### Task
Retype the listing without any alteration.

--- START ---

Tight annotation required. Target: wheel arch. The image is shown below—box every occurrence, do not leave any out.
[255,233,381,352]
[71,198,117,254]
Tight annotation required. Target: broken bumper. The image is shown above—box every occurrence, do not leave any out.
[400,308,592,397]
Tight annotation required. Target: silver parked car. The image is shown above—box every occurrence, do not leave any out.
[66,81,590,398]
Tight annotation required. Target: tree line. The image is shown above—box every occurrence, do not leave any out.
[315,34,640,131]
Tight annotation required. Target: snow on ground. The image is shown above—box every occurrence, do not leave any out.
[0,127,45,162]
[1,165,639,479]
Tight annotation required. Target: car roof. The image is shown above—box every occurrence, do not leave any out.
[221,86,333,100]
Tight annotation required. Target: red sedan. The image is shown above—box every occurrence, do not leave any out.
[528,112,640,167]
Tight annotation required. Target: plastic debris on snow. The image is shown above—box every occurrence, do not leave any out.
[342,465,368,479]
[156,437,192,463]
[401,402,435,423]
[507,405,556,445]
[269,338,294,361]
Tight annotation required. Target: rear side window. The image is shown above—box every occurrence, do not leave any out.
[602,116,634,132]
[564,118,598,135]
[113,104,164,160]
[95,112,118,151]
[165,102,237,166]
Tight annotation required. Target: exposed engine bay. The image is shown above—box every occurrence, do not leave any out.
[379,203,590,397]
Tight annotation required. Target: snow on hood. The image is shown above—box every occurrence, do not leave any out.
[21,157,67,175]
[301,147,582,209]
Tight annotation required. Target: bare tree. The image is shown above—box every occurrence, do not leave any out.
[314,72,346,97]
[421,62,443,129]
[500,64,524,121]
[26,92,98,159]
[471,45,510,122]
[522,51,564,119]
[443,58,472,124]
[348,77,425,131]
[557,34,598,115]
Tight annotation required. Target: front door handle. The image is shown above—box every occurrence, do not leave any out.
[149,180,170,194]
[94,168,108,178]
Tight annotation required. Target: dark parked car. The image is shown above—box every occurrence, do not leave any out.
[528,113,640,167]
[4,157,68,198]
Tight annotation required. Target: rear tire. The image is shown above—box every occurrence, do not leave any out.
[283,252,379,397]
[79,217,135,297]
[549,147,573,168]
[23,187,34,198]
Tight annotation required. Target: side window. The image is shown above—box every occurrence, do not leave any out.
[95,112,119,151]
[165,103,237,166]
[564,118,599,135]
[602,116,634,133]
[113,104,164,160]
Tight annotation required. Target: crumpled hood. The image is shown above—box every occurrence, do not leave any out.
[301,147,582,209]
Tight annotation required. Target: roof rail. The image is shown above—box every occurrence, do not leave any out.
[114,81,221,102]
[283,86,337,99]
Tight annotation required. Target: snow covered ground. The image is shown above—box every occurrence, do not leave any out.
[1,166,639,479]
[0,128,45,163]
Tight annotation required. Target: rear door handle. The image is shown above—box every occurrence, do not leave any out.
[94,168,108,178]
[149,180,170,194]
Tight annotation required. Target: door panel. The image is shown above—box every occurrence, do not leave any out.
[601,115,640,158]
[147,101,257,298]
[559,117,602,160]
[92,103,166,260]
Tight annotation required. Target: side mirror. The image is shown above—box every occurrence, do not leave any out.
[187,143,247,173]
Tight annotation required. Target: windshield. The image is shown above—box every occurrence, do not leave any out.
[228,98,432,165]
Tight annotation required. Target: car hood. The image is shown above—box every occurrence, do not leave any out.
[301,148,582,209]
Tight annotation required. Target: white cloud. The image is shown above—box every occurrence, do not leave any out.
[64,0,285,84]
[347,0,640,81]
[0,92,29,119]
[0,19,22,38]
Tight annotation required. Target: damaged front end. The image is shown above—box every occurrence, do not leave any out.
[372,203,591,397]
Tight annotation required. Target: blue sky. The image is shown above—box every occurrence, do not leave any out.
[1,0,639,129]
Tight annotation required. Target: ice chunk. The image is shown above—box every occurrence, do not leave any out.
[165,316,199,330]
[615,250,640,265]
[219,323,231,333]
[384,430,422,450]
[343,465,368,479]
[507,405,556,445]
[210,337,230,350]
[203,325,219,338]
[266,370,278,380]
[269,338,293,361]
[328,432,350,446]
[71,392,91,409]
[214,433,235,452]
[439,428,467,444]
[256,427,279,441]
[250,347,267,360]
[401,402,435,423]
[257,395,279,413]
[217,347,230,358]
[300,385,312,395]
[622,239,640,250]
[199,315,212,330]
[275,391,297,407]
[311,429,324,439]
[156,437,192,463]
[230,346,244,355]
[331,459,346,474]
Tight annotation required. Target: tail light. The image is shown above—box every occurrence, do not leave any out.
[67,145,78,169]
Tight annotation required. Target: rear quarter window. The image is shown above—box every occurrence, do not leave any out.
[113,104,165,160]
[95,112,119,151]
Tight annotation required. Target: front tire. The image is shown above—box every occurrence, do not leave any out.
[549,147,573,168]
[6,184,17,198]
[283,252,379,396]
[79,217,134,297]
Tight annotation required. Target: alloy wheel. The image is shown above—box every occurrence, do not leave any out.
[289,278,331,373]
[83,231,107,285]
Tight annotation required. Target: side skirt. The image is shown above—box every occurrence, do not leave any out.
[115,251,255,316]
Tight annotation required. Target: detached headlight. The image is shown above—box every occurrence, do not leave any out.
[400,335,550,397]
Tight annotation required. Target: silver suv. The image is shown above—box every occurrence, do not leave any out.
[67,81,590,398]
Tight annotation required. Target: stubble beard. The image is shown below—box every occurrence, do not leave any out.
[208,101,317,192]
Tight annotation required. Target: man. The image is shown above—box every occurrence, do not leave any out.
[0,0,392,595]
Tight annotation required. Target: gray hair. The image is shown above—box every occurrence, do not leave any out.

--- END ---

### Solved exercise
Tight annotation required. Target: wheel arch. The image is shown below—box every occurrence, do not leave any out.
[255,233,381,352]
[71,198,117,254]
Tight annotation required. Target: broken bumper. The image is shown above—box every occurrence, do not leave any out.
[400,308,592,397]
Tight annotation required. Target: silver parked car. The image is shown above—box every occurrence, do not leave any out.
[66,81,590,398]
Tight annotation required. Target: tree line. The image is shown above—box every occurrence, do not leave any out.
[315,34,640,131]
Tight annotation required. Target: snow on ground. The image is shown above—box every occurrence, do not leave any out.
[0,127,45,162]
[1,165,639,479]
Tight annotation required. Target: car roof. The image is shown above—box every occurrence, do not leave any out.
[221,86,333,100]
Tight annotation required. Target: red sedan. The image is shown above—box every occurrence, do not leave any out.
[528,112,640,167]
Tight annotation required. Target: plastic debris on snow. The image is shown above—box every occurrence, do not leave any out.
[342,465,368,479]
[156,437,192,463]
[401,402,435,423]
[507,405,556,445]
[269,338,294,361]
Tight annotation required. Target: rear side window. The image is shown above—box every occurrence, do not leave any out.
[602,116,634,132]
[564,118,598,135]
[113,104,164,160]
[95,112,118,151]
[165,102,237,166]
Tight annotation required. Target: exposed engine bay. The image is shown above—box every occurrence, do not leave any out.
[379,203,590,397]
Tight annotation required. Target: snow on hood. The image is shown above—box every occurrence, do not leave any out.
[21,157,67,175]
[301,147,582,209]
Tight annotation required. Target: bare tree. The image is shown above—box every occurrence, do not leave any out.
[314,72,346,97]
[421,62,443,129]
[500,64,524,121]
[26,92,98,159]
[471,45,510,122]
[522,51,564,119]
[443,58,472,124]
[348,77,425,131]
[557,34,598,115]
Tight annotation required. Target: front door handle. The image is shown above—box every occurrence, do not leave any out.
[149,180,170,194]
[94,168,108,178]
Tight annotation required. Target: dark parked car. The image is shown above—box every occurrence, do not leave any out.
[528,113,640,167]
[4,157,68,198]
Tight annotation required. Target: rear tire. The image is shown above—box every occurrence, do not leave any out.
[283,252,379,397]
[79,217,135,297]
[549,147,573,168]
[23,187,34,198]
Tight annotation required. Target: side window. The image is shown above—box every occurrence, do not leave any out.
[95,112,119,151]
[165,103,237,166]
[564,118,599,135]
[602,116,634,133]
[113,104,164,160]
Tight annotation required. Target: crumpled hood. The image is shown above—box every occurrence, do not leave any out.
[301,147,582,209]
Tight annotation required. Target: roof rail. The image is shown above—box every occurrence, do not leave any out.
[114,81,221,102]
[283,86,337,99]
Tight annotation required. Target: snow covered ground. The image is shown above—box every occurrence, do not leave any out.
[1,166,639,479]
[0,128,45,163]
Tight annotation required. Target: rear door handle. The image is shown above—box every occurrence, do not leave any out.
[94,168,108,178]
[149,180,170,194]
Tight annotation required. Target: door panel. The image is shown above—box every occurrence, do not leave any out.
[601,115,640,158]
[147,101,257,298]
[559,117,602,160]
[92,103,166,260]
Tight annotation required. Target: side mirror. The image is shown above—box every occurrence, do not leave any out.
[187,143,247,173]
Tight annotation required. Target: windshield. The image is shown above—box every occurrence, do not leave any out.
[228,98,432,165]
Tight annotation required. Target: car hood. The image is shown above—box every occurrence, do not leave any out.
[301,148,582,209]
Tight annotation required. Target: white cloud. The image is shown above—box every occurrence, do not leave any out.
[64,0,285,84]
[347,0,640,81]
[0,92,29,119]
[0,19,22,38]
Tight annotation required. Target: damaged front end. The image is shown above—box every occurrence, do not leave any out.
[372,203,591,397]
Tight annotation required. Target: blue sky. The image is shown above—box every occurrence, do not leave any out.
[1,0,639,129]
Tight annotation required. Target: ice chunk. The image is shown above—box every occurrence, do not leave any out.
[165,316,199,330]
[615,250,640,265]
[219,323,231,333]
[384,430,422,450]
[343,465,368,479]
[507,405,556,445]
[210,337,230,350]
[203,325,219,338]
[266,370,278,380]
[269,338,293,361]
[328,432,350,446]
[71,392,91,409]
[214,433,235,452]
[439,428,467,444]
[256,427,279,441]
[250,347,267,360]
[401,402,435,423]
[257,395,279,413]
[217,347,230,358]
[300,385,312,395]
[622,239,640,250]
[199,315,212,330]
[275,391,297,407]
[311,429,324,439]
[156,437,192,463]
[230,346,244,355]
[331,459,346,474]
Tight annotation required. Target: tail light. The image is shown above—box every occurrence, do not leave any out.
[67,145,78,169]
Tight annotation required. Target: rear quarter window. The image is shown above—box every occurrence, do not leave any out.
[113,104,165,160]
[95,112,119,151]
Tight annotation required. Target: front tire. The image is shown above—box every occurrence, do not leave any out.
[549,147,573,168]
[6,184,17,198]
[283,252,379,396]
[79,217,134,297]
Tight annotation required. Target: alloy wheel. The image is shown above—box every occurrence, do not leave any out.
[289,278,331,373]
[83,231,107,285]
Tight annotation required. Target: side skirt. The image is shown above—box every occurrence, do not leave any out.
[115,251,255,316]
Tight annotation required. Target: detached headlight. The image is shown above—box every occurrence, do not leave any out.
[400,335,550,397]
Tight annotation required. Target: silver suv. The image is shown above—box every occurrence, do not leave any out.
[67,81,590,398]
Tight annotation required. Target: stubble beard. The image is shown below—box every occurrence, do not leave any out.
[208,101,317,192]
Tight annotation required. Target: man. The image is shown above—box every occurrence, do not leave any out.
[0,0,392,595]
Tight annotation required. Target: gray hair. The image is shown above—box every occurrence, do not leave any out.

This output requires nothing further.